▸ **Dataset extract**
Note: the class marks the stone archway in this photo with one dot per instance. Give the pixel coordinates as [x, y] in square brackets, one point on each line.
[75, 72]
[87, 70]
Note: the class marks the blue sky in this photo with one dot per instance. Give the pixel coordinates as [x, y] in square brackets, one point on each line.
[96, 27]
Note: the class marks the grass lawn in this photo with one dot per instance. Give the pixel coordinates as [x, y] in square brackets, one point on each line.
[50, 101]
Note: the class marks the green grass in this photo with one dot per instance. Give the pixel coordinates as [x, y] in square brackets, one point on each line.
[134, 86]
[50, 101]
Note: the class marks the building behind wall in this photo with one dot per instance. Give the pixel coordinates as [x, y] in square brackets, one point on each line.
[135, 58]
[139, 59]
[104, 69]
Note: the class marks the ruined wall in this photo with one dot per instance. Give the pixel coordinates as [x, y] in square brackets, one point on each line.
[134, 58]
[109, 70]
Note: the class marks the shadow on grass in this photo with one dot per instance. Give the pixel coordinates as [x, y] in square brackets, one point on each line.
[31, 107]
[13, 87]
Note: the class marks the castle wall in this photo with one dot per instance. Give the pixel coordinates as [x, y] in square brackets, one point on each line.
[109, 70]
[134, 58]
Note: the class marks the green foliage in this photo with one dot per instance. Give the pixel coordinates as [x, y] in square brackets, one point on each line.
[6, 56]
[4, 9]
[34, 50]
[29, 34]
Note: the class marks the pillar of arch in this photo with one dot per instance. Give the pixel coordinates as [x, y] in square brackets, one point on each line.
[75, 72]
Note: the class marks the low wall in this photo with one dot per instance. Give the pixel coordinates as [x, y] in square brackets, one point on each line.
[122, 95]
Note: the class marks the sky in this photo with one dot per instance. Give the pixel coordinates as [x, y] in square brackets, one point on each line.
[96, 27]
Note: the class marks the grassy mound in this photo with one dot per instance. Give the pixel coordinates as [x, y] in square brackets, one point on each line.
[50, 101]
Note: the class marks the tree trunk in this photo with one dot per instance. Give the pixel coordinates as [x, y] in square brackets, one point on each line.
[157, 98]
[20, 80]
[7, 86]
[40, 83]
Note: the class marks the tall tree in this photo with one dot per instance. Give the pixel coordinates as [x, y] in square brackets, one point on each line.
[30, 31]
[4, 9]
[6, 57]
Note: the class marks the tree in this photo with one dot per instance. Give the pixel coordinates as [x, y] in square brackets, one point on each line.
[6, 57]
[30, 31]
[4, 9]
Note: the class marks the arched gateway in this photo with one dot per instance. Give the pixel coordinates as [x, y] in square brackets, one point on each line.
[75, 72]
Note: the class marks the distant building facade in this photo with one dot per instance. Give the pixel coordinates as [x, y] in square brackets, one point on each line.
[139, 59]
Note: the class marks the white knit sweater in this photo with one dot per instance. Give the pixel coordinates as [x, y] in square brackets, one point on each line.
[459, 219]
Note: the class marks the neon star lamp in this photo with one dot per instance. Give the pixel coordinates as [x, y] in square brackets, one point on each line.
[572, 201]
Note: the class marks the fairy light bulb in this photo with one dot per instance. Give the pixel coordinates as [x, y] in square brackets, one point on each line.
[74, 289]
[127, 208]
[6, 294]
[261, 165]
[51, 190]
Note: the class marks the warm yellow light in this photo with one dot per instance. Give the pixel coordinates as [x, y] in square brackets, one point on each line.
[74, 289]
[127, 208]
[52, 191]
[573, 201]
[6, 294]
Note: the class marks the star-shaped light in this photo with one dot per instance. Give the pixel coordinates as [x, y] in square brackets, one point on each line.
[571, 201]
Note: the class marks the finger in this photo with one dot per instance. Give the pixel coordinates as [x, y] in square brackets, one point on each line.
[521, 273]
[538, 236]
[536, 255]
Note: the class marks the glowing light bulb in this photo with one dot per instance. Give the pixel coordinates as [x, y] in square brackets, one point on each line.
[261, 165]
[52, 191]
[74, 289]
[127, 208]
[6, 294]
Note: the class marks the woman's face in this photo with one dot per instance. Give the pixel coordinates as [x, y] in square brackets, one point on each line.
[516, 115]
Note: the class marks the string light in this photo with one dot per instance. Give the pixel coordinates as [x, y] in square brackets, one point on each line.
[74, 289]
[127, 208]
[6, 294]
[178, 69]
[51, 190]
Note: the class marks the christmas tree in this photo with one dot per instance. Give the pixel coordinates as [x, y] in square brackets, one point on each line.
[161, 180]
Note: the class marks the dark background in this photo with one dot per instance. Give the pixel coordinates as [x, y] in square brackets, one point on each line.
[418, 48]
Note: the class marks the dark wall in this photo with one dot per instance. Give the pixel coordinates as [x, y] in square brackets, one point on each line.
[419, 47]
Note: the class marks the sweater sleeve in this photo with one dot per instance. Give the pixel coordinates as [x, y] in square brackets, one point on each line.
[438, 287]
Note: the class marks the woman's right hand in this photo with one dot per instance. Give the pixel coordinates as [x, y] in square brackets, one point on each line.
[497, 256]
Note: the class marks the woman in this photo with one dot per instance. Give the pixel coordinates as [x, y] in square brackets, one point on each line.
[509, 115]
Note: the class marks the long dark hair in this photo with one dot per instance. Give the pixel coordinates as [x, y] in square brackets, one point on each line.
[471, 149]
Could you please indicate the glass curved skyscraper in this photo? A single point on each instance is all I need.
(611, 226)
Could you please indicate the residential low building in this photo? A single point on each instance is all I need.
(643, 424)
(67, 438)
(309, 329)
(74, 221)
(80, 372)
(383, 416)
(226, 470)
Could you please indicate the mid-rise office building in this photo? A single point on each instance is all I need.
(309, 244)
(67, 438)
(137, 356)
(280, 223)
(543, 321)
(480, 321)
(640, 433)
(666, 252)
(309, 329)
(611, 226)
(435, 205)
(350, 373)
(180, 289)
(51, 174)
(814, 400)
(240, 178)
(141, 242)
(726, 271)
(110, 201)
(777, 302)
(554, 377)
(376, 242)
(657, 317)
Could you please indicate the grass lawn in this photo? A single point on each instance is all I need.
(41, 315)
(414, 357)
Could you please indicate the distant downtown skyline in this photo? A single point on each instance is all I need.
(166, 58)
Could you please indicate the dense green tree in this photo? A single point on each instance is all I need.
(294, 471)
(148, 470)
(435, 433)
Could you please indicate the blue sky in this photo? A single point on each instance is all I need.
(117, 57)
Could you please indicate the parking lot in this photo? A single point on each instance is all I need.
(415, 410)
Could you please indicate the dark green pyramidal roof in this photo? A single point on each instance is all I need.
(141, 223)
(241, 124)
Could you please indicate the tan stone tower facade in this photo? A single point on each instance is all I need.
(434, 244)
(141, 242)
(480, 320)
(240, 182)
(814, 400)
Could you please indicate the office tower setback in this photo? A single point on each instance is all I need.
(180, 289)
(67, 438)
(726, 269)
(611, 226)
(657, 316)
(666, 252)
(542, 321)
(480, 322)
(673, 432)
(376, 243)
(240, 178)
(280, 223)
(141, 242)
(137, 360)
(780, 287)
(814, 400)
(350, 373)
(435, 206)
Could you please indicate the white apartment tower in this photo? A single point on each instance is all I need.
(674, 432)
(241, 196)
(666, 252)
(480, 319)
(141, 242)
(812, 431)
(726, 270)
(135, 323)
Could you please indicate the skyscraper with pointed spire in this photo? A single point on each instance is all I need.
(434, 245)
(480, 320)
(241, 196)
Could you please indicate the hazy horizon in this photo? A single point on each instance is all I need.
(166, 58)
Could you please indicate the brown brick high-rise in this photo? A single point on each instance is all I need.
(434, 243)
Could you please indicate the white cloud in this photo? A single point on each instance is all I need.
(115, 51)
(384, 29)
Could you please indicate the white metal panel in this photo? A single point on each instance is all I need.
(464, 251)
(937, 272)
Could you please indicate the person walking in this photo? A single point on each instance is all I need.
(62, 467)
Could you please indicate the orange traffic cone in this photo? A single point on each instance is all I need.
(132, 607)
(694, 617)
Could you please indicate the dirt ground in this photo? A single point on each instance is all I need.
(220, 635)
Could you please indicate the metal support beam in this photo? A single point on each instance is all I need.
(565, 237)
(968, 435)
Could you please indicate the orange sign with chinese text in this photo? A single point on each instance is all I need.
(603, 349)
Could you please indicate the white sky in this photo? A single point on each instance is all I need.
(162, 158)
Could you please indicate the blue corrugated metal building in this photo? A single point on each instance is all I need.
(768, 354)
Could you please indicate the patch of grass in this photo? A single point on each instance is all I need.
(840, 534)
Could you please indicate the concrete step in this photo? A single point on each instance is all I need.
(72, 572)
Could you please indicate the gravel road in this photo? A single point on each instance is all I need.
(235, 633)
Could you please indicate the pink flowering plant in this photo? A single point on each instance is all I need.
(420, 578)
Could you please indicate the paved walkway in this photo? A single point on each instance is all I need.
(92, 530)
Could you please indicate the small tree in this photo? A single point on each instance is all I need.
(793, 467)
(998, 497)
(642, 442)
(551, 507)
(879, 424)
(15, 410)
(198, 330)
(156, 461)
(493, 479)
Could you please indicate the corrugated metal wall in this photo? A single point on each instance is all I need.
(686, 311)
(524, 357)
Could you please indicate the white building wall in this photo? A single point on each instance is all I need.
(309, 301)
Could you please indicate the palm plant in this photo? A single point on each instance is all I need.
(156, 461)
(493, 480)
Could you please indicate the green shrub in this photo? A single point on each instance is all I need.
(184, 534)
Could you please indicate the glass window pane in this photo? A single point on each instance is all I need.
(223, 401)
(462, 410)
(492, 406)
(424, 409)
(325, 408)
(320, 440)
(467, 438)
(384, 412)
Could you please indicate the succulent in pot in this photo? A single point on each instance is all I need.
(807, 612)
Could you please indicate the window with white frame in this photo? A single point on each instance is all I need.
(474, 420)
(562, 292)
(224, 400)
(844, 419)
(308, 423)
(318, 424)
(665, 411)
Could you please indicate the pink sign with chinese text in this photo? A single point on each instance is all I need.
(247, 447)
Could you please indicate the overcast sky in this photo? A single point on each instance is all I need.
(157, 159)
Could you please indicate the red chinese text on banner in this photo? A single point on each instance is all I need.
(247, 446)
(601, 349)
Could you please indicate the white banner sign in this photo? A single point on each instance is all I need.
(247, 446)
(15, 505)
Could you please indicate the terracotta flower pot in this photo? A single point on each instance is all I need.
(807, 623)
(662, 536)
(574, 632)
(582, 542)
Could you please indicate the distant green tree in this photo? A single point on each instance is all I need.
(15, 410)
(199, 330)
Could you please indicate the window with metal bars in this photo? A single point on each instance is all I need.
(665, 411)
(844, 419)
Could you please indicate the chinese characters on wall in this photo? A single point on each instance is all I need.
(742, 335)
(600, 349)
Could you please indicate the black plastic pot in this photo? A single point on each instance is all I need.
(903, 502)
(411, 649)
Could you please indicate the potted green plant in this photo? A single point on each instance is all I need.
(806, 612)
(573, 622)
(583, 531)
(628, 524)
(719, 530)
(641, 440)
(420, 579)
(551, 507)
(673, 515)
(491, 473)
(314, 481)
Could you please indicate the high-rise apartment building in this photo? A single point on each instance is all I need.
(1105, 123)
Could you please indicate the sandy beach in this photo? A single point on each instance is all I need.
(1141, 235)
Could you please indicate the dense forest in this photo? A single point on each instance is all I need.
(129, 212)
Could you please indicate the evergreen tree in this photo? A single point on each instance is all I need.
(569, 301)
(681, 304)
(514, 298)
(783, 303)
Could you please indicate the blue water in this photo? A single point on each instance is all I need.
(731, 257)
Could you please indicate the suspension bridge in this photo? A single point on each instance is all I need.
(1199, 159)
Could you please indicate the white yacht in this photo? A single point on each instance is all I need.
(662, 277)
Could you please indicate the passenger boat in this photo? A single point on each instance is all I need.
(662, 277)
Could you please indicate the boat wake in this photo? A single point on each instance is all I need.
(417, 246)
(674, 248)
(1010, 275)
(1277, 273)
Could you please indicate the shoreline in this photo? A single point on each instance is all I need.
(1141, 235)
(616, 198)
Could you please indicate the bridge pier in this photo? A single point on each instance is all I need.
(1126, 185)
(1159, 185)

▸ **Task prompt**
The answer should be an exact copy of the lines from the one containing "Could you please indicate the potted" through the last line of the entries, both included.

▸ **Response below**
Could you please indicate the potted green plant in this photo? A single point on each instance is all I need.
(806, 612)
(573, 622)
(583, 531)
(628, 524)
(719, 530)
(641, 440)
(420, 579)
(551, 507)
(673, 515)
(491, 473)
(314, 481)
Could you please indicate the high-rise apartment building in this photo? A single point on each instance is all I need.
(1105, 123)
Could you please indicate the sandy beach in this photo? A single point on each instance is all I need.
(1141, 235)
Could you please indicate the dense forest in this photo? A single point on each instance is all I need.
(129, 212)
Could you please indicate the evergreen tree in this photo? A single point on each instance is all I need.
(569, 301)
(681, 304)
(514, 298)
(783, 303)
Could you please indicate the blue water in this photo? A single point on each instance is all I need.
(731, 257)
Could you please indicate the suspension bridge in this photo? A single point on each instance is all I need.
(1199, 159)
Could you please indicate the white yacht in this photo? A single point on each instance is all I need.
(662, 277)
Could you please indicate the passenger boat in this photo? A single point on each instance is all I need.
(662, 277)
Could you please indicate the boat wake in this photo? A single point on each instance is all I need.
(417, 246)
(674, 248)
(1010, 275)
(1277, 273)
Could you please indicate the shoreline in this photo? A single point on each instance is all I need.
(1141, 235)
(616, 198)
Could you please indicate the bridge pier in this photo? A single point on each instance is all I need.
(1126, 185)
(1159, 185)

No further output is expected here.